### [DIRECTIONS FOR THIS TASK]
Pull out every line of text from the data below and reproduce each one word for word. Leave the pictures out of your answer.

___ RECORDS FOR THIS EXERCISE

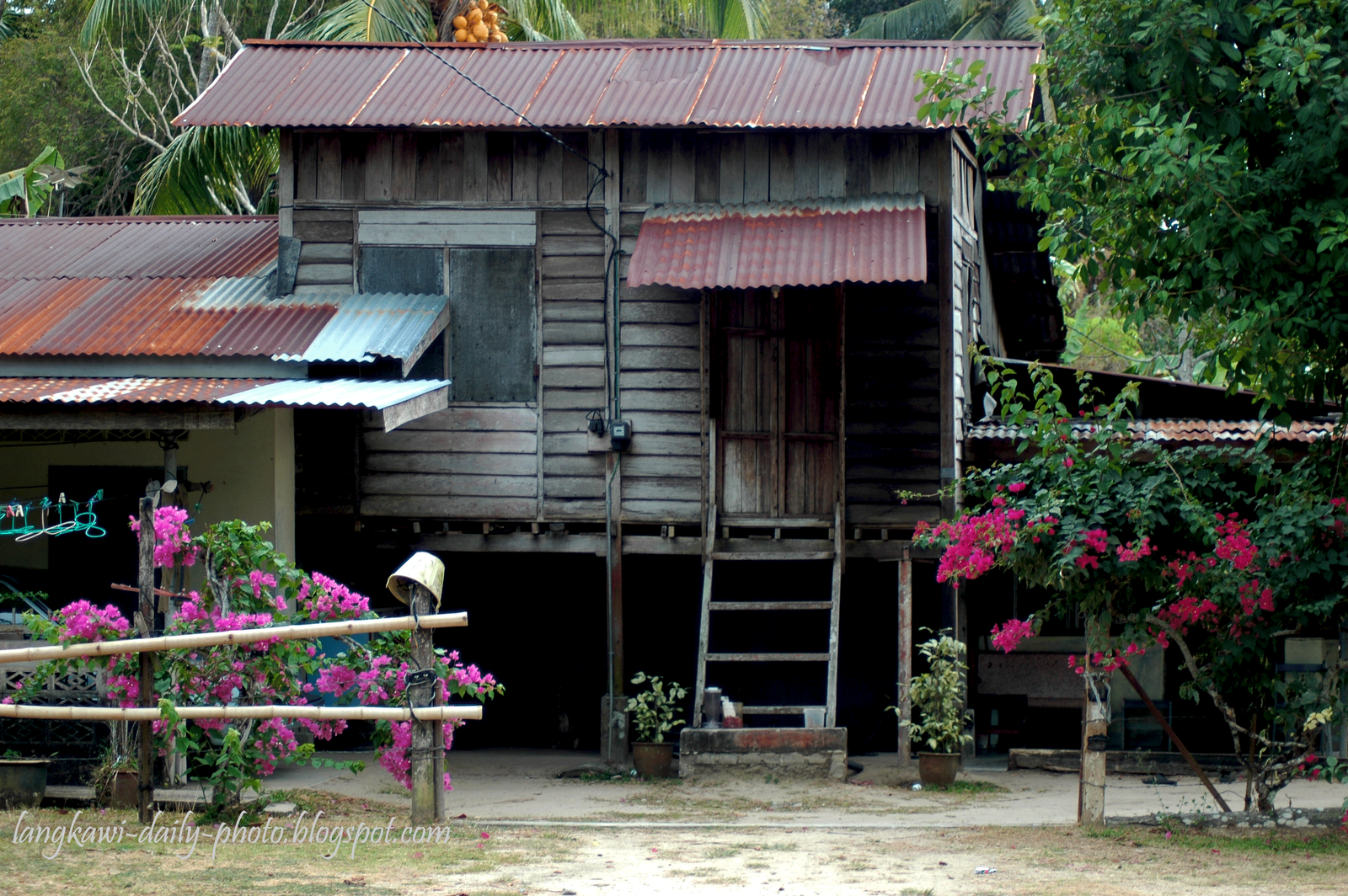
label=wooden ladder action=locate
[693,503,844,728]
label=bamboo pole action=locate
[0,613,468,665]
[0,703,483,723]
[136,497,155,824]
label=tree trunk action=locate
[1077,637,1110,827]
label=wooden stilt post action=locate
[135,497,155,824]
[898,548,912,765]
[407,581,445,824]
[1077,637,1110,827]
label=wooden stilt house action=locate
[178,40,1061,744]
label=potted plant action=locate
[0,749,51,808]
[627,672,687,777]
[903,629,973,784]
[89,723,140,808]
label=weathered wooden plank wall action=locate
[292,131,954,525]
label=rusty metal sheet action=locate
[589,45,724,125]
[175,40,1040,128]
[627,194,928,290]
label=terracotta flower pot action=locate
[918,753,960,787]
[108,771,140,808]
[632,744,674,777]
[0,759,51,808]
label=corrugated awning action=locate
[627,193,928,290]
[0,376,449,431]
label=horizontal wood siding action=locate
[538,209,608,520]
[620,285,703,524]
[360,406,538,520]
[294,131,602,206]
[847,283,941,525]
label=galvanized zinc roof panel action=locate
[175,40,1040,128]
[288,294,449,362]
[217,380,449,411]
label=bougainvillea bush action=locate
[917,362,1348,811]
[19,508,503,811]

______

### [SOLUTION TO THIS TASK]
label=wooden ladder action=locate
[693,503,844,728]
label=bamboo pole action=locate
[0,613,468,665]
[0,703,483,723]
[136,497,155,824]
label=tree trunk action=locate
[1077,637,1110,827]
label=wooden stilt post action=locate
[135,497,155,824]
[898,548,912,765]
[407,581,445,824]
[1077,637,1110,827]
label=wooden stilt house action=locate
[178,40,1061,744]
label=potted plant action=locate
[0,749,51,808]
[627,672,687,777]
[903,629,973,784]
[89,723,140,808]
label=weathered wooden plank wall action=locate
[292,131,954,525]
label=rusty metal sheet action=locate
[589,45,724,125]
[175,40,1040,128]
[627,194,928,290]
label=terracotta flower pot action=locate
[918,753,960,787]
[108,771,140,808]
[632,744,674,777]
[0,759,51,808]
label=corrugated awning action=locate
[627,193,928,290]
[0,376,449,431]
label=horizontal wood siding action=locate
[538,209,608,520]
[620,285,703,524]
[360,406,538,520]
[294,131,602,206]
[847,283,941,525]
label=galvanized zinc roof panel action=locate
[175,40,1040,128]
[288,294,449,362]
[217,380,449,411]
label=bougainvillea bush action=locate
[917,362,1348,811]
[19,508,503,811]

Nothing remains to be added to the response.